>> Start

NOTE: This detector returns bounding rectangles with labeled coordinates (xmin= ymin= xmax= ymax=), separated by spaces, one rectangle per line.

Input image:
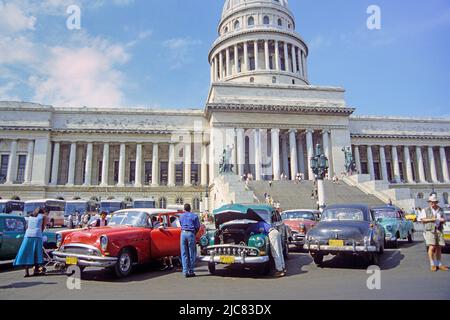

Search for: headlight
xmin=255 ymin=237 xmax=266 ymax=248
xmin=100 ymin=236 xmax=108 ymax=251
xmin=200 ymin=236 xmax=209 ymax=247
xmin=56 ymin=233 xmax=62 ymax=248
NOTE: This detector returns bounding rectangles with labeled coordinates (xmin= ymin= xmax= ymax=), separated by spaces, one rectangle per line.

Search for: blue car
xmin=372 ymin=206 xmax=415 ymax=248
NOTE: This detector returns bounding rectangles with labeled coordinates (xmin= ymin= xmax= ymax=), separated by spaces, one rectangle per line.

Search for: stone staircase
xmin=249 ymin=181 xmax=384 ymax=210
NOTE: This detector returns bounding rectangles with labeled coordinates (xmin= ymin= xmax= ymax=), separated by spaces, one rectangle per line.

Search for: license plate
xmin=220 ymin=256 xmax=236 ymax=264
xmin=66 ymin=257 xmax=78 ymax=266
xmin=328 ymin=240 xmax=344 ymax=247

>> End
>> Start

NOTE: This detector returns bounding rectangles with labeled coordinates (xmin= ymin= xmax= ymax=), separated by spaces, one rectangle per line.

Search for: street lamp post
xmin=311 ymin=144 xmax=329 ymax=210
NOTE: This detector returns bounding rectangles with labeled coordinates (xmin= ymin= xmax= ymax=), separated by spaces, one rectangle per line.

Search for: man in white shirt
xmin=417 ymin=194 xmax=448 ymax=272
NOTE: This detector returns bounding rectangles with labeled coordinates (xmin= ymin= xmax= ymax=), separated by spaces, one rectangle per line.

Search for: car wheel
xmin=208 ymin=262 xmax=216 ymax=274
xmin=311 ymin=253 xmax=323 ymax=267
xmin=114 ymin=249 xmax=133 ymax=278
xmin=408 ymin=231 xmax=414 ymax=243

>> End

What to work on — Which lines in the material above contain the word "Search"? Report each of them in full.

Exercise result —
Search for: headlight
Search for: blue car
Search for: stone staircase
Search for: license plate
Search for: street lamp post
Search for: man in white shirt
Search for: car wheel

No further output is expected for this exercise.